▸ Selection
In each period a firm decides on dividend payment (D), risky investment (I) and risk-safe bonds (B). The firm may finance its real and financial investment decisions (I and B) by borrowing funds (L) from financial markets. Thus, we define \(\tilde{B_{t}}\) as net bonds, that is the difference between the stock of bought bonds and borrowed loans from the financial markets, \(\tilde{B_{t}}=B_{t}-L_{t}\), so that \(\Delta \tilde{B_{t} }=\Delta {B_{t}}-\Delta {L_{t}}.\) As corporate managers tend to upload the concept of a stable long-term payout ratio, we assume that the firm pays dividend at current period t, \(D_{t}\) as a fixed proportion of its previous period cash holdings, \(\Pi _{t-1}\), i.e.,

$$\begin{aligned} D_{t}=\alpha _{1}\Pi _{t-1} \end{aligned}$$
(1)

[Entries for bounding box labeling]
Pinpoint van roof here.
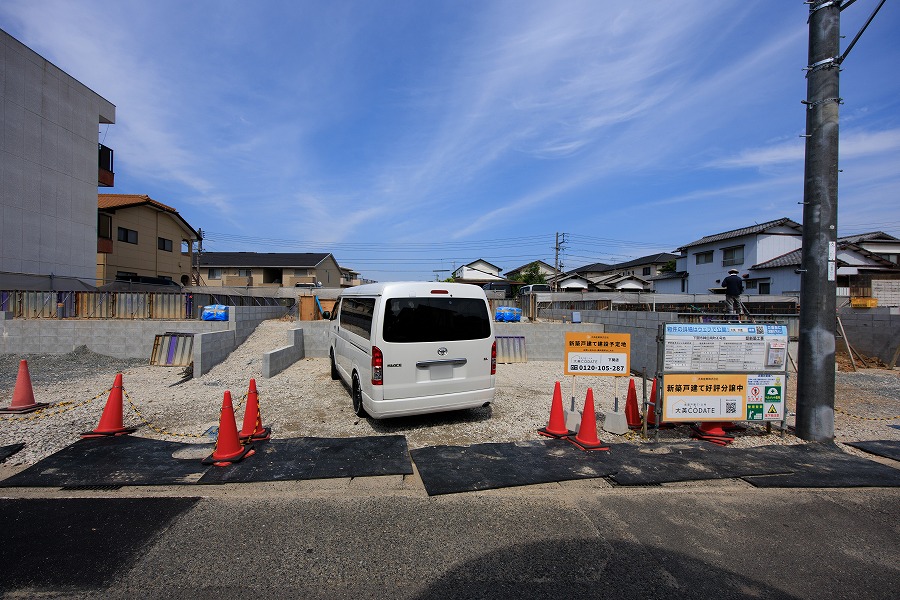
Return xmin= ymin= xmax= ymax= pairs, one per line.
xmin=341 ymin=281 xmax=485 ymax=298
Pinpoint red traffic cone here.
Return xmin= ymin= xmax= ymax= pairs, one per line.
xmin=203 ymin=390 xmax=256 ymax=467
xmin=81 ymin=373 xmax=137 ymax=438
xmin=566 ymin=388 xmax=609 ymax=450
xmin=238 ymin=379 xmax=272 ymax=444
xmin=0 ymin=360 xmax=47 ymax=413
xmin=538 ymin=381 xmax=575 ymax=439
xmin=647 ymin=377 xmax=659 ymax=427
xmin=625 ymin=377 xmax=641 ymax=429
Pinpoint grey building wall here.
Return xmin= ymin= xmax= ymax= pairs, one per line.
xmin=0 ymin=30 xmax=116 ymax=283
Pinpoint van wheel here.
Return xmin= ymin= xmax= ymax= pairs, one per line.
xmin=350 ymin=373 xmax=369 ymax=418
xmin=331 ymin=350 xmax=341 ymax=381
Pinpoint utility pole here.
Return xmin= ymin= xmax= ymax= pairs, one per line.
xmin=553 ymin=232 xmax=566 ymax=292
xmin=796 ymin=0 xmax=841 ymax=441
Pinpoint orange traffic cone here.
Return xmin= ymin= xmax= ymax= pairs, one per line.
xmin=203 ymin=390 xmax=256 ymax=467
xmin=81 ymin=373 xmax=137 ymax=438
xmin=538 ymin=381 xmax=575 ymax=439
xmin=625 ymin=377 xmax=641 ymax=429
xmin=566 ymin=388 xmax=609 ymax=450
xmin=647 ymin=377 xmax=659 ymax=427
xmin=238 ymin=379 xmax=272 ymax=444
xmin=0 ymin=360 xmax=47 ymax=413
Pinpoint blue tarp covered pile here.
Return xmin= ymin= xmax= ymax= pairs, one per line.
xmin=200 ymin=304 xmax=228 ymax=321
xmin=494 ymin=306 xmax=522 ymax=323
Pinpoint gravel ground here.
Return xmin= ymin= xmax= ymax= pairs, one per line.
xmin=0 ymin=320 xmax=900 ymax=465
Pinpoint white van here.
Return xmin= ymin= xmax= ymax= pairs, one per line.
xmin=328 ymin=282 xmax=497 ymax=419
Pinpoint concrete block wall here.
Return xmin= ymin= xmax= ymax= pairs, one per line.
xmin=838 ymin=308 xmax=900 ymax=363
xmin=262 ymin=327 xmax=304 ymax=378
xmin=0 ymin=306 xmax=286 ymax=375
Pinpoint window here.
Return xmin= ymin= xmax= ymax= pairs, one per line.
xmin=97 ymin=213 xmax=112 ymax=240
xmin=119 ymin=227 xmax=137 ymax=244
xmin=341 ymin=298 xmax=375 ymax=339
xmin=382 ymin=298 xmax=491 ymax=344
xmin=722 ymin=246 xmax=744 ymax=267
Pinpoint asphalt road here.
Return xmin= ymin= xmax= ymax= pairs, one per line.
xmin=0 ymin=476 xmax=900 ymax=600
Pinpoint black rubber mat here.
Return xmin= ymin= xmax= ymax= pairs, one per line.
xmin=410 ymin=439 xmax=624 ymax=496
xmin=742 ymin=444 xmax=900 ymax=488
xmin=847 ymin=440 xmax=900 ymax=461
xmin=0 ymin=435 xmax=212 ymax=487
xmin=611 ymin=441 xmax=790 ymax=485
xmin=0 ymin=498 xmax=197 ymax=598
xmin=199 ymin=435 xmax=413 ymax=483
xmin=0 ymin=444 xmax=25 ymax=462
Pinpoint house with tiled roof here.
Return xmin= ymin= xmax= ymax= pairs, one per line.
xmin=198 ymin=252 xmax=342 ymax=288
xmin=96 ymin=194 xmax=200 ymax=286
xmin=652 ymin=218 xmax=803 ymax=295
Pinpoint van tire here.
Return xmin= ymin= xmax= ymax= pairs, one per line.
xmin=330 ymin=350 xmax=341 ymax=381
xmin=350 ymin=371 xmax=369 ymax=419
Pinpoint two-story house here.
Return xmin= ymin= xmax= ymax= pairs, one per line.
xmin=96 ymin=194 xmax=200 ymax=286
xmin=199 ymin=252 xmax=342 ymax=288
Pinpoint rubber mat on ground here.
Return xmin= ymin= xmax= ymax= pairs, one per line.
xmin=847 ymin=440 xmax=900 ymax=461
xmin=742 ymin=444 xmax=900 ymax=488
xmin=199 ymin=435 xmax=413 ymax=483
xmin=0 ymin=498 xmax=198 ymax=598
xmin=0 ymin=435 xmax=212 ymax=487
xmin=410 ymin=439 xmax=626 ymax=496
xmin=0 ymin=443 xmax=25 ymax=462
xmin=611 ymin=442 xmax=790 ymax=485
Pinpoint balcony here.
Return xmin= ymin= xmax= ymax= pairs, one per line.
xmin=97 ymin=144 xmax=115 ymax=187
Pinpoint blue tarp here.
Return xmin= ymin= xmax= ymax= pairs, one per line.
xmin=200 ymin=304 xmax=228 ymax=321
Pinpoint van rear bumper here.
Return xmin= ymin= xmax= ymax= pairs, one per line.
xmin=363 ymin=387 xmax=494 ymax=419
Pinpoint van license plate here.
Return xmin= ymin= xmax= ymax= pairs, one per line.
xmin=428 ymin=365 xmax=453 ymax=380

▸ Exercises to complete
1. In the passage on a firm's dividend and investment choices, how are net bonds defined?
2. Pick up the passage on a firm's dividend and investment choices right after equation (1) and write the next few sentences.

▸ Expected responses
1. Net bonds are the difference between the stock of bought bonds and the loans borrowed from the financial markets.

2.
where \(0<\alpha _{1}<1\) is a constant. Moreover, what remains from previous period firms’ cash holdings may be reinvested either in \(I_{t}\) or used to buy bonds \(B_{t}\), i.e.,

$$\begin{aligned} I_{t}= & {} \alpha _{2}\Pi _{t-1} \end{aligned}$$
(2)
$$\begin{aligned} \Delta \tilde{B_{t}}= & {} \alpha _{3}\Pi _{t-1} \end{aligned}$$
(3)

where the positive constant \(\alpha _{2}\in (0,1)\) and \(\alpha _{3}\) is such that \(\alpha _{1}+\alpha _{2}+\alpha _{3}=1\). \(\Delta \tilde{B_{t}}\) has a net rate of return equal to i (which can be either positive, negative, or null) that is the spread between the interest rate on bonds minus the interest rate on loans [hence, monetary policy is summarized by the interest rate path since a change in i affects firm’s cash holdings (Lucas and Stokey 1987; Woodford 2003)]. We assume that following a decrease in interest rates, the firm is more willing to invest in real assets than to buy bonds.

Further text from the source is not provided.